Issue Plaintiff's Argument Defendant's Argument Held
Does Proclamation 9645 violate INA §1152(a) by nationality-based discrimination? Plaintiffs contend §1152(a) bars nationality-based discrimination in immigrant visas, which Proclamation violates. Government argues §1182(f) authorizes broad entry suspensions without contradicting §1152(a). Likely to violate §1152(a); §1152(a) controls over §1182(f).
Is the Proclamation's §1182(f) finding adequate to justify entry restrictions? Finding insufficient to show deterrence of security risk; not adequately supported by threat assessments. §1182(f) grants broad discretion; findings need not be narrowly tailored. Court finds the finding likely adequate under a broad standard, but does not foreclose further analysis under Establishment Clause.

Given problem:
In the table on Proclamation 9645, what was held on whether the Proclamation violates INA §1152(a)? Rely only on the table on Proclamation 9645 for your answers.

Data section:
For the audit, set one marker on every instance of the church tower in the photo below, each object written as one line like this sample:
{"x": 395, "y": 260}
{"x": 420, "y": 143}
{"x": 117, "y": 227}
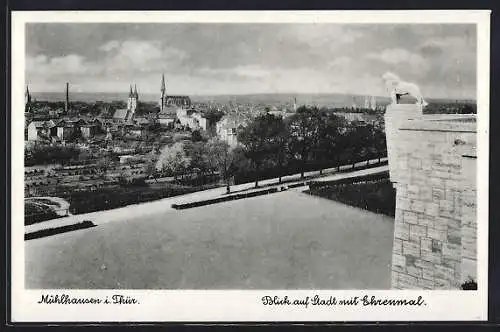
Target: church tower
{"x": 133, "y": 99}
{"x": 163, "y": 93}
{"x": 66, "y": 102}
{"x": 27, "y": 100}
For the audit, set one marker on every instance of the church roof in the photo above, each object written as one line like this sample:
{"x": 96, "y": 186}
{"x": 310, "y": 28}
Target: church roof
{"x": 43, "y": 124}
{"x": 120, "y": 114}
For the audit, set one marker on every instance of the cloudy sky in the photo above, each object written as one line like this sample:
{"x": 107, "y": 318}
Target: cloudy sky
{"x": 240, "y": 58}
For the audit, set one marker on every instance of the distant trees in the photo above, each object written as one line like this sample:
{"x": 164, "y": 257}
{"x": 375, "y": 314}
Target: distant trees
{"x": 222, "y": 158}
{"x": 47, "y": 154}
{"x": 173, "y": 160}
{"x": 304, "y": 134}
{"x": 259, "y": 139}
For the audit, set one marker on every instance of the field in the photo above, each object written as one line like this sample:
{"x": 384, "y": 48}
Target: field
{"x": 287, "y": 240}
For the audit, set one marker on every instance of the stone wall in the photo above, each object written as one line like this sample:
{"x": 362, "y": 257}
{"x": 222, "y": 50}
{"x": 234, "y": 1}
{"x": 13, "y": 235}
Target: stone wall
{"x": 433, "y": 169}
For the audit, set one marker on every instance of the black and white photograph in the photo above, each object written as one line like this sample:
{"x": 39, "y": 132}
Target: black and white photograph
{"x": 250, "y": 155}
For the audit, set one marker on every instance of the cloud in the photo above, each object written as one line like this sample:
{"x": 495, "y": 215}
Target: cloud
{"x": 250, "y": 58}
{"x": 59, "y": 66}
{"x": 109, "y": 46}
{"x": 398, "y": 56}
{"x": 340, "y": 63}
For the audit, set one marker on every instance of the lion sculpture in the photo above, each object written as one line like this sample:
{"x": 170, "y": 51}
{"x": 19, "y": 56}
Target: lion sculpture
{"x": 398, "y": 88}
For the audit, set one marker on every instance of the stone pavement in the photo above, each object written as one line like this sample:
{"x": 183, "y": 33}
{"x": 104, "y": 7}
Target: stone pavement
{"x": 155, "y": 207}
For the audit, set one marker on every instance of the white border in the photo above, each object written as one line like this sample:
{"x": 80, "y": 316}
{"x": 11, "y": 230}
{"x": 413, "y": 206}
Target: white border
{"x": 186, "y": 305}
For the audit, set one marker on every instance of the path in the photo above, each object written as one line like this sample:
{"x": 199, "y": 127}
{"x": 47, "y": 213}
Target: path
{"x": 163, "y": 205}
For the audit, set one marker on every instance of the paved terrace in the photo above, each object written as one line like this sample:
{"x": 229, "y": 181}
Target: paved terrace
{"x": 163, "y": 205}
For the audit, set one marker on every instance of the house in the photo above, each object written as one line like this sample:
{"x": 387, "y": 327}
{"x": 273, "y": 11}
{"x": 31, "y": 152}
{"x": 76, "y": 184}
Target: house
{"x": 89, "y": 130}
{"x": 121, "y": 115}
{"x": 137, "y": 131}
{"x": 66, "y": 129}
{"x": 166, "y": 118}
{"x": 41, "y": 130}
{"x": 228, "y": 127}
{"x": 204, "y": 123}
{"x": 142, "y": 121}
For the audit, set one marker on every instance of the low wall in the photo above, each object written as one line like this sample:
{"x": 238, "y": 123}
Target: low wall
{"x": 433, "y": 169}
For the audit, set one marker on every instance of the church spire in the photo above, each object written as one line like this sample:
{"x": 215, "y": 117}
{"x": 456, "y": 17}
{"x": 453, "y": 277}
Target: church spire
{"x": 163, "y": 89}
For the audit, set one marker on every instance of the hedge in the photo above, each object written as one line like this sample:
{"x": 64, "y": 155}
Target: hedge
{"x": 58, "y": 230}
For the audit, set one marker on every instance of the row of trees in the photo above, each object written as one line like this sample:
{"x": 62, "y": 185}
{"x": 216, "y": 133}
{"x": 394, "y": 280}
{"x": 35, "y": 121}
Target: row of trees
{"x": 310, "y": 135}
{"x": 271, "y": 145}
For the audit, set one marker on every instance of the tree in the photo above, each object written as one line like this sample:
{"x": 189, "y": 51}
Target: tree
{"x": 379, "y": 142}
{"x": 221, "y": 157}
{"x": 150, "y": 170}
{"x": 103, "y": 165}
{"x": 304, "y": 129}
{"x": 360, "y": 137}
{"x": 173, "y": 160}
{"x": 279, "y": 145}
{"x": 196, "y": 136}
{"x": 330, "y": 131}
{"x": 198, "y": 156}
{"x": 259, "y": 138}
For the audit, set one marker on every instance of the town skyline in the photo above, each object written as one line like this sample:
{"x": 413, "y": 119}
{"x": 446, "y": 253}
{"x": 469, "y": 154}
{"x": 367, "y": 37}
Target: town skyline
{"x": 215, "y": 59}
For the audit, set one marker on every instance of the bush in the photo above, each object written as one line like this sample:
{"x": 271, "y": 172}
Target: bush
{"x": 35, "y": 213}
{"x": 119, "y": 196}
{"x": 373, "y": 193}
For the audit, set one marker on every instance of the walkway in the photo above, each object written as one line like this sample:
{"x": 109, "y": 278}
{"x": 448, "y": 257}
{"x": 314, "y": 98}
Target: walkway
{"x": 287, "y": 240}
{"x": 163, "y": 205}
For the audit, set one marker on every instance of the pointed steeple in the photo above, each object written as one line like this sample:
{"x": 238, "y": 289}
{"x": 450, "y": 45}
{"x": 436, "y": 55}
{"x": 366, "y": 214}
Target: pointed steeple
{"x": 163, "y": 89}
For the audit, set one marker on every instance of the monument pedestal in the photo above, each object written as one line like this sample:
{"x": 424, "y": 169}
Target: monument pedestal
{"x": 397, "y": 115}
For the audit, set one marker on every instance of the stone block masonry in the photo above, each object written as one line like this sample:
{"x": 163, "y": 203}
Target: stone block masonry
{"x": 432, "y": 165}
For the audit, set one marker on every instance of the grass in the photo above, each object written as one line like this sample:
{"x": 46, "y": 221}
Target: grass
{"x": 373, "y": 195}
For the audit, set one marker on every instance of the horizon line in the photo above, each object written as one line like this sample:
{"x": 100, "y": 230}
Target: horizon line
{"x": 246, "y": 94}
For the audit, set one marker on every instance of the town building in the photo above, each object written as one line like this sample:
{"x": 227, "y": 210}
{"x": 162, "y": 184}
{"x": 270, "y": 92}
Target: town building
{"x": 39, "y": 130}
{"x": 172, "y": 101}
{"x": 127, "y": 114}
{"x": 166, "y": 118}
{"x": 228, "y": 127}
{"x": 27, "y": 100}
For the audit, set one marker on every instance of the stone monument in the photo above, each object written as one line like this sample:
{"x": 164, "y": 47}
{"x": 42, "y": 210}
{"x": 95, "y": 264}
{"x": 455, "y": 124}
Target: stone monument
{"x": 432, "y": 165}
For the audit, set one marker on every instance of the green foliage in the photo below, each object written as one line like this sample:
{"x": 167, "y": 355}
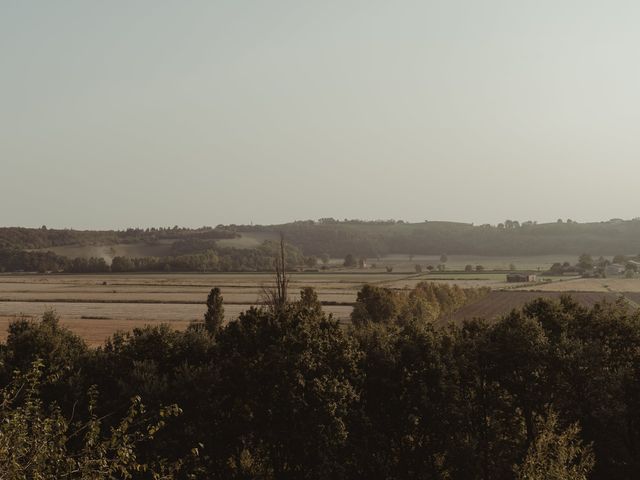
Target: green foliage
{"x": 556, "y": 454}
{"x": 290, "y": 393}
{"x": 35, "y": 441}
{"x": 427, "y": 302}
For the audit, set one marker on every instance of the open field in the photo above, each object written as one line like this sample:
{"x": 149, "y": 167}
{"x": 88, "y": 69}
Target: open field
{"x": 499, "y": 303}
{"x": 95, "y": 306}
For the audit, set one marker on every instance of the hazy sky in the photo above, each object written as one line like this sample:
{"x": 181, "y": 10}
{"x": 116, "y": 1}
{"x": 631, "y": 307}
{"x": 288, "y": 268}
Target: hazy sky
{"x": 126, "y": 113}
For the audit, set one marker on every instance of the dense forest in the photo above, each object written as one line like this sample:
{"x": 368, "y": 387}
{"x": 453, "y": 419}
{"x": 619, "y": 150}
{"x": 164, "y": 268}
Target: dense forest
{"x": 189, "y": 256}
{"x": 371, "y": 239}
{"x": 23, "y": 249}
{"x": 285, "y": 392}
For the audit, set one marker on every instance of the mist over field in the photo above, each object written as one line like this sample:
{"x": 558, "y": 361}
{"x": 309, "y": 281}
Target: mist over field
{"x": 309, "y": 240}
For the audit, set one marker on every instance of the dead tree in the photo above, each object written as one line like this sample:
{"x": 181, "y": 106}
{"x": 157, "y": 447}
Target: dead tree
{"x": 276, "y": 297}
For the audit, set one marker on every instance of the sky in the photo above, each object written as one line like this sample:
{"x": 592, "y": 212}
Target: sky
{"x": 160, "y": 113}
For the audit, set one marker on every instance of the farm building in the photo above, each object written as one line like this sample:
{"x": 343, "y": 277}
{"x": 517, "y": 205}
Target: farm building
{"x": 521, "y": 278}
{"x": 614, "y": 270}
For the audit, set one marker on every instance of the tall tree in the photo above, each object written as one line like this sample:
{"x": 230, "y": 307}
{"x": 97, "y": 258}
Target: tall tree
{"x": 214, "y": 317}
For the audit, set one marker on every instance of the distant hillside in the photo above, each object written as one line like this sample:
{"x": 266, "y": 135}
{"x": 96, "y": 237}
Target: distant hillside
{"x": 368, "y": 239}
{"x": 371, "y": 239}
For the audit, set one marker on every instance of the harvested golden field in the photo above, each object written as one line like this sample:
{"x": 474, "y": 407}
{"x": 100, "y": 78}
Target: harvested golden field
{"x": 95, "y": 306}
{"x": 500, "y": 303}
{"x": 614, "y": 285}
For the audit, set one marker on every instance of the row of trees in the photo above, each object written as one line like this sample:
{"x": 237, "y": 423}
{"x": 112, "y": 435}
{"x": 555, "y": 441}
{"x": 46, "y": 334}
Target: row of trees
{"x": 38, "y": 238}
{"x": 372, "y": 239}
{"x": 285, "y": 391}
{"x": 214, "y": 259}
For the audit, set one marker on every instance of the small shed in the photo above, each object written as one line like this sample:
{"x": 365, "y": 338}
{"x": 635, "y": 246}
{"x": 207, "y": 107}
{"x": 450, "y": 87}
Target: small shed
{"x": 521, "y": 278}
{"x": 614, "y": 270}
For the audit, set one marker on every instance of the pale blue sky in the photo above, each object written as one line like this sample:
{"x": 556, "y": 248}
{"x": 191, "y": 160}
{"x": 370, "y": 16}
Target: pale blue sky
{"x": 126, "y": 113}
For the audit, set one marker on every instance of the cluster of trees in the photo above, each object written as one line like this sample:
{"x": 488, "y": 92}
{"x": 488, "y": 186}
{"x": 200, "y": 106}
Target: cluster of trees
{"x": 372, "y": 239}
{"x": 550, "y": 391}
{"x": 213, "y": 259}
{"x": 428, "y": 301}
{"x": 38, "y": 238}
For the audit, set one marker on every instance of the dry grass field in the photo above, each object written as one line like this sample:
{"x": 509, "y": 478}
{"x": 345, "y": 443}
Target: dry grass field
{"x": 95, "y": 306}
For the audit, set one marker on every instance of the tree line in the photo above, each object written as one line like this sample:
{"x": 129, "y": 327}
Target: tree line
{"x": 373, "y": 239}
{"x": 213, "y": 259}
{"x": 286, "y": 392}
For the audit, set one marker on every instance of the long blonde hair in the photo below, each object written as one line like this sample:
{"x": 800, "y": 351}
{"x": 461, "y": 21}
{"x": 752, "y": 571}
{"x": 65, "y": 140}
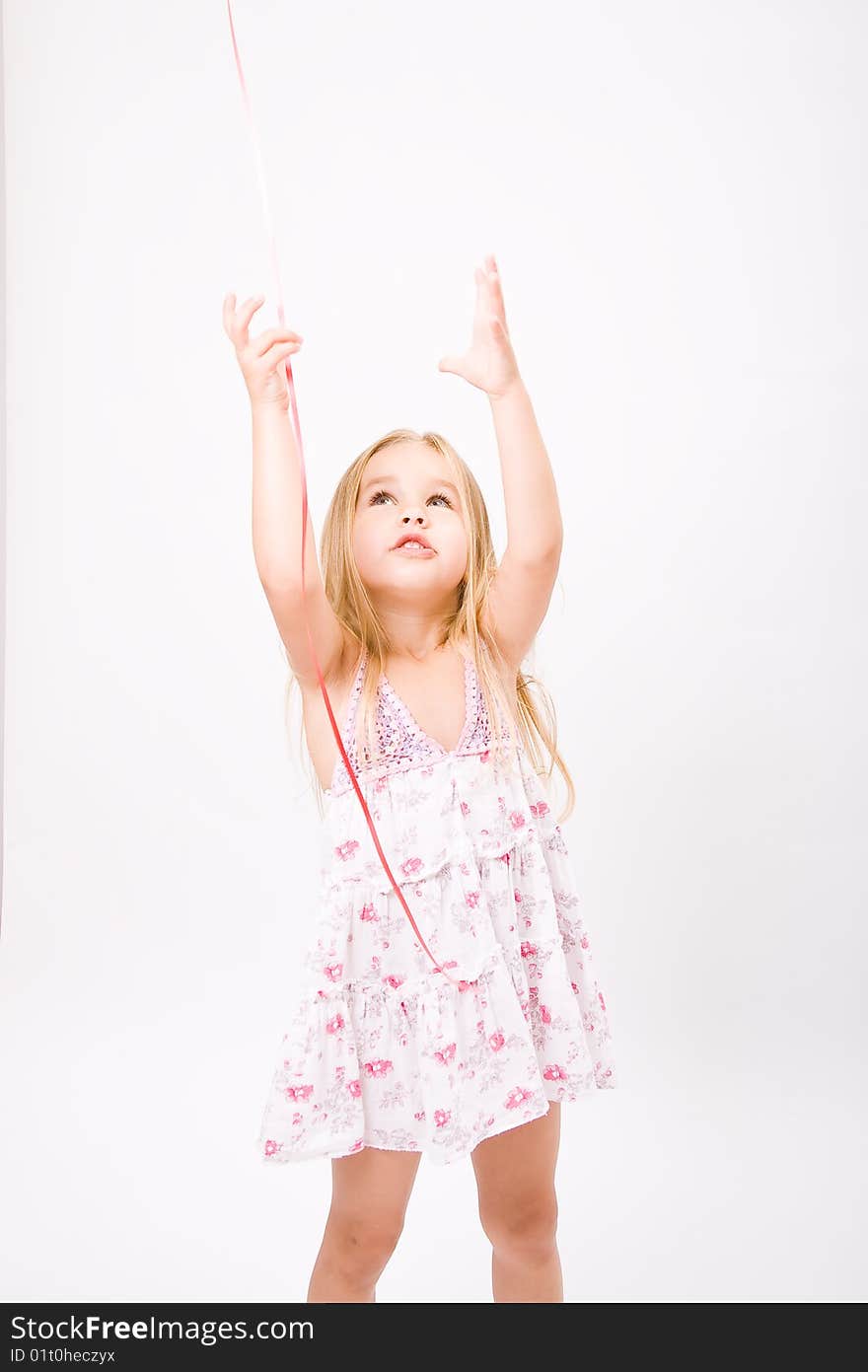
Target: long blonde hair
{"x": 350, "y": 601}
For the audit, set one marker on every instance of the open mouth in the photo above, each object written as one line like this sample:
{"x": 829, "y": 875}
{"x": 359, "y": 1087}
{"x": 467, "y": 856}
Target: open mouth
{"x": 415, "y": 547}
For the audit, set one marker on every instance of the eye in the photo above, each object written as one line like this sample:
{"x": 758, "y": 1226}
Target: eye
{"x": 438, "y": 495}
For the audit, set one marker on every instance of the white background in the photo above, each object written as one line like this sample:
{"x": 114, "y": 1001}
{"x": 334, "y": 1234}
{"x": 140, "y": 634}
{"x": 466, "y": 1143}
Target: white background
{"x": 677, "y": 200}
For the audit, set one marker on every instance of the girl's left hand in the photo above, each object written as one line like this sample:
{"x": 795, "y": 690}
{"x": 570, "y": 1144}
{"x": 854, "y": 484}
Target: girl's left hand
{"x": 489, "y": 361}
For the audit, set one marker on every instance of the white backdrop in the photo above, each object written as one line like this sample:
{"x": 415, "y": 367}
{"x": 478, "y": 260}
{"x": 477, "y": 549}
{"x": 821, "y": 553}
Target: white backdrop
{"x": 675, "y": 197}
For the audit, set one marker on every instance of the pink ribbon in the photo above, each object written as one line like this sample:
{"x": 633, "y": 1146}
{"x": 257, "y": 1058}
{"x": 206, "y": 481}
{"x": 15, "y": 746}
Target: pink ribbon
{"x": 461, "y": 985}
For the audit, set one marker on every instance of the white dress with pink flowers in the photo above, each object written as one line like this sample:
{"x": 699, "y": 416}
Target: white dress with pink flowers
{"x": 382, "y": 1049}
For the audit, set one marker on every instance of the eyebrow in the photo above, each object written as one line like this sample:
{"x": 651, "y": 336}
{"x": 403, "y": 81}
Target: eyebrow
{"x": 382, "y": 480}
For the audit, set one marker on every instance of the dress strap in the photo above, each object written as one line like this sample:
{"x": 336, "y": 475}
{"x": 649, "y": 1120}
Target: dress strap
{"x": 354, "y": 700}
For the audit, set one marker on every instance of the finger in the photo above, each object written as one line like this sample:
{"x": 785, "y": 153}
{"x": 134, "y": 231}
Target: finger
{"x": 278, "y": 350}
{"x": 265, "y": 340}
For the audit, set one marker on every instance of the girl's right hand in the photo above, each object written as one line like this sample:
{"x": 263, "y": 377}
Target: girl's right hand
{"x": 262, "y": 358}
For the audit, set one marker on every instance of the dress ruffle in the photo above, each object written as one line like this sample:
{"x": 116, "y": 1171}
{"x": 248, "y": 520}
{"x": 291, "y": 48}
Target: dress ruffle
{"x": 382, "y": 1049}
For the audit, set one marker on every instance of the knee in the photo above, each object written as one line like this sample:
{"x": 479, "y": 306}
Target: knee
{"x": 362, "y": 1245}
{"x": 527, "y": 1224}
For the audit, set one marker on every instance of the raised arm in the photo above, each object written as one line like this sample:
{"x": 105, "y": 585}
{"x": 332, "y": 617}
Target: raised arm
{"x": 523, "y": 585}
{"x": 277, "y": 502}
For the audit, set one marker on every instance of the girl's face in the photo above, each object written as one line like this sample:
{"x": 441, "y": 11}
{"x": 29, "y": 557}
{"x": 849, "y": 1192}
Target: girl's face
{"x": 407, "y": 488}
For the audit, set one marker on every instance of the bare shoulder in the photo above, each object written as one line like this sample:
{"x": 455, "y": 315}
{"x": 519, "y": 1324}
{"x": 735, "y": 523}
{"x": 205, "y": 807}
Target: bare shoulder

Solution to this problem:
The Proclamation is likely to violate §1152(a), and §1152(a) controls over §1182(f).